(Saved entries)
= Beginning of Section =
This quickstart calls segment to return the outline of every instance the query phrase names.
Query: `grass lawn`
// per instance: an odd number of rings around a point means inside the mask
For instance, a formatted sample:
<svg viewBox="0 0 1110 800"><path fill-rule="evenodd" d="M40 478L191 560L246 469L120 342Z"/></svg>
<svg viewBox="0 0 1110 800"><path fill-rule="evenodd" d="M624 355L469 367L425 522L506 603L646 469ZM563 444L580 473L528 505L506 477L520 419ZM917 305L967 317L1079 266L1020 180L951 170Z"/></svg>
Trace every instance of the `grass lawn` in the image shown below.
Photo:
= End of Section =
= Beginning of Section =
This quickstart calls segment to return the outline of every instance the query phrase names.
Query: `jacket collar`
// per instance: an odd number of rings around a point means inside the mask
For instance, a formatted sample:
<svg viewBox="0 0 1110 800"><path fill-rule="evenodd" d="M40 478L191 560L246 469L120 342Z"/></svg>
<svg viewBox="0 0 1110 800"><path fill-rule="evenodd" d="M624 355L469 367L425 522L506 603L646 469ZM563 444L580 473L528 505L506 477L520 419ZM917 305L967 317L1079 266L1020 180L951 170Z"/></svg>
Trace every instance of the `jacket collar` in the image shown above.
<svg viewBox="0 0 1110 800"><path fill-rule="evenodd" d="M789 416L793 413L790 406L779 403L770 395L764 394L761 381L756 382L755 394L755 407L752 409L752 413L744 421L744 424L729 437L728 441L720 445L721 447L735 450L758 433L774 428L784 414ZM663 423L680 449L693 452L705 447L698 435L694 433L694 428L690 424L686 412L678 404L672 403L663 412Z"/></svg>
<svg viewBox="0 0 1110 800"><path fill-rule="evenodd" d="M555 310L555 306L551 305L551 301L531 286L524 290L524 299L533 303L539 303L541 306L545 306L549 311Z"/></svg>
= End of Section =
About this exercise: Within the data, how many lines hold the word "lawn"? State only that number.

Expected output: 2